ARTIGOS

A crise hídrica veio para ficar. O que podemos fazer?


Alexander Vicente Christianini

Se voltássemos ao final do século 19 ou início do 20 olharíamos ao redor assustados: a paisagem que nos cerca seria absolutamente irreconhecível. Até esta época boa parte de nosso Estado ainda era coberta por uma Mata Atlântica exuberante, do litoral até o Rio Paraná, com exceção de áreas cobertas por Cerrado como nas regiões de Bauru, Itapetininga e São Carlos, no interior. Esta floresta cedeu lugar ao café, às pastagens, à cana-de-açúcar, às cidades. Mas ela tinha papéis importantes na conservação e fertilidade do solo bem como na regulação do clima regional. Estudos mostram que um dos preços desta drástica mudança no uso da terra foi transformar São Paulo, a "terra da garoa", em um local onde aumentou a frequência de episódios climáticos extremos, com a chuva agora concentrada em menos dias ao longo do ano e espaçada com períodos de seca. Aumentaram os episódios de temporais catastróficos que destroem a infraestrutura e ceifam vidas, especialmente nas áreas mais pobres. Mas estas mudanças não ocorreram apenas aqui. O mesmo fenômeno ocorreu e continua ocorrendo em escala global.

__Informações fornecidas__.
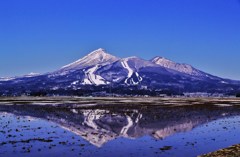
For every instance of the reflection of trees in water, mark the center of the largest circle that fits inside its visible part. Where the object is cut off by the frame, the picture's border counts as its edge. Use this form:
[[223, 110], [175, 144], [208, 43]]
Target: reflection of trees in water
[[99, 126]]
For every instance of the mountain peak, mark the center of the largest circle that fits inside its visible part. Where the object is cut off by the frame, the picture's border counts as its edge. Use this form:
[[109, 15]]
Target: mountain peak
[[180, 67], [99, 56]]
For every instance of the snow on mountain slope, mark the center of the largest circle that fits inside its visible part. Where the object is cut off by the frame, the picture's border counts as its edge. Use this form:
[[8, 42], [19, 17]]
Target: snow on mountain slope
[[98, 56], [93, 79], [131, 73], [183, 68]]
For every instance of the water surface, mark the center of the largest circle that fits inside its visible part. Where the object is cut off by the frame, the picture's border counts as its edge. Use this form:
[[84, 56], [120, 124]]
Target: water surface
[[119, 131]]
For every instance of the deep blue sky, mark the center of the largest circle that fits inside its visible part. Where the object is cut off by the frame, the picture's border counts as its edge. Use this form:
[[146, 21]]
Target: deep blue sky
[[43, 35]]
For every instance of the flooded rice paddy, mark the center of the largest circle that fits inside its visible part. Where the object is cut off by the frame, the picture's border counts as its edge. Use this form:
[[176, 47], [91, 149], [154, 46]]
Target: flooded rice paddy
[[165, 128]]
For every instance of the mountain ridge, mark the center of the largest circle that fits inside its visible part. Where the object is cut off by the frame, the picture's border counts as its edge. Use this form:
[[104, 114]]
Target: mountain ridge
[[100, 71]]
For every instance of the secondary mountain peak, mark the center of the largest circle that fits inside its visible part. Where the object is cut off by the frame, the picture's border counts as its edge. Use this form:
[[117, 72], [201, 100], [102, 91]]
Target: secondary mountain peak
[[99, 56], [180, 67]]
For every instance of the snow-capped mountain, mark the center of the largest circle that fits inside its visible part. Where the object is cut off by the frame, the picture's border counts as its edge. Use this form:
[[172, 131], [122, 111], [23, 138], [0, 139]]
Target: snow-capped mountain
[[183, 68], [100, 72], [99, 56]]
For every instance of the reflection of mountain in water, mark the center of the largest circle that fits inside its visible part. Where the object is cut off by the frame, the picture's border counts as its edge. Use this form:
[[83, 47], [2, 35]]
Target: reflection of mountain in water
[[99, 126]]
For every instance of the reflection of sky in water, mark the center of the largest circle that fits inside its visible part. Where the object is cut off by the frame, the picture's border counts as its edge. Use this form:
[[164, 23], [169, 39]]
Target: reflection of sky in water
[[56, 136]]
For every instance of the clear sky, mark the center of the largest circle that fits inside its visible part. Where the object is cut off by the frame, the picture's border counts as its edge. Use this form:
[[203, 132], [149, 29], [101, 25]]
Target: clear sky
[[43, 35]]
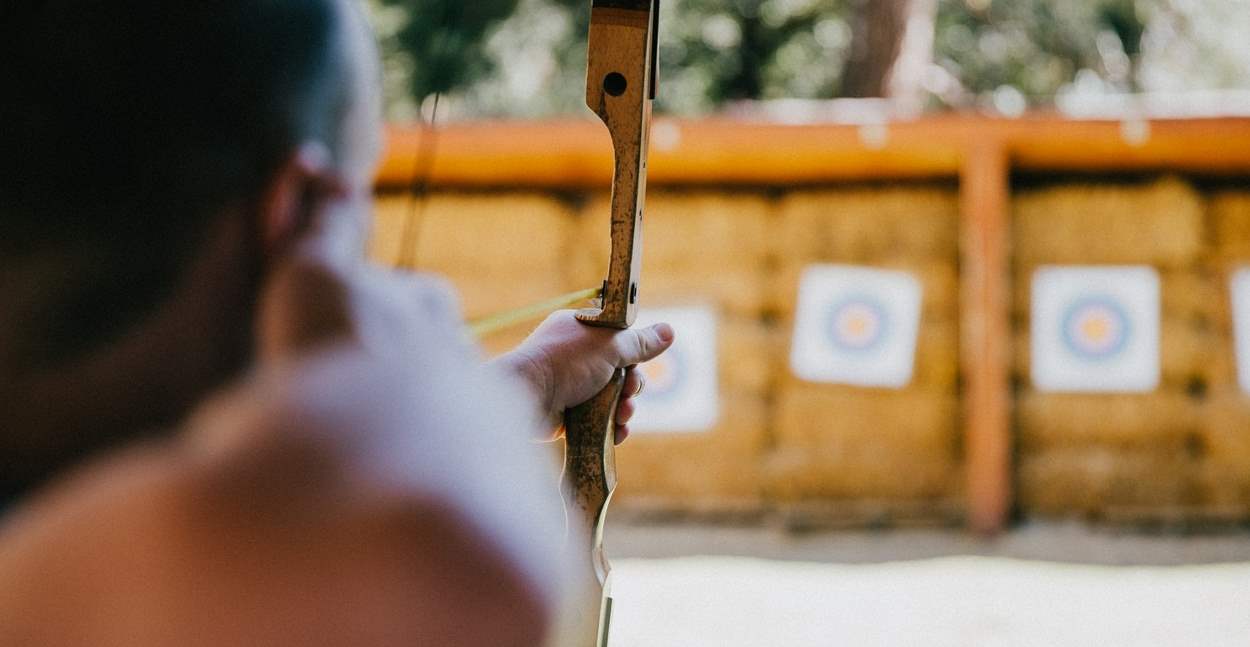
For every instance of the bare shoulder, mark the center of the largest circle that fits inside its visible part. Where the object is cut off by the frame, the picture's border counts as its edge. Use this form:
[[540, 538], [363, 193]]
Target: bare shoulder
[[286, 515]]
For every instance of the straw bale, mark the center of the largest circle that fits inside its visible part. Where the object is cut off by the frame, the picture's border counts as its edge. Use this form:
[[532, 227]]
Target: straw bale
[[749, 352], [735, 290], [479, 232], [1226, 487], [698, 471], [863, 225], [490, 294], [709, 230], [1230, 224], [1165, 420], [1156, 224], [1095, 482], [939, 282], [838, 442], [1226, 429], [936, 356], [1191, 354]]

__Requisitos da tarefa__. Dê continuidade ao artigo sobre a crise hídrica, começando logo depois da última frase apresentada.

__Resposta abaixo__.
Há mais de duas décadas os cientistas alertam sobre os riscos de mudanças climáticas em razão de emissões de poluentes causadores do efeito estufa desde a Revolução Industrial e de mudanças no uso da terra aceleradas especialmente no século 20. Sabe-se que a cobertura florestal na Amazônia desempenha um papel importante na regulação do clima da América do Sul (veja em www.ccst. inpe.br) e que é no Cerrado - hoje boa parte ocupado pela soja - que ocorre parte importante da recarga do aquífero Guarani, um dos maiores reservatórios de água do mundo. E o que temos feito a respeito? Não demos e não temos dado a devida atenção a estes alertas. Continuamos explorando nossos recursos naturais como se ainda vivêssemos no início do século 20, quando a fartura sugeria enganosamente que estes recursos eram infinitos. Só que a ação de nossos ancestrais e hoje em dia de nós mesmos, em uma população várias vezes maior mudou este cenário. O choque de realidade trazido pela recente crise de abastecimento de água e o prelúdio de dias difíceis nas próximas estações secas são oportunidades para revermos nossos hábitos.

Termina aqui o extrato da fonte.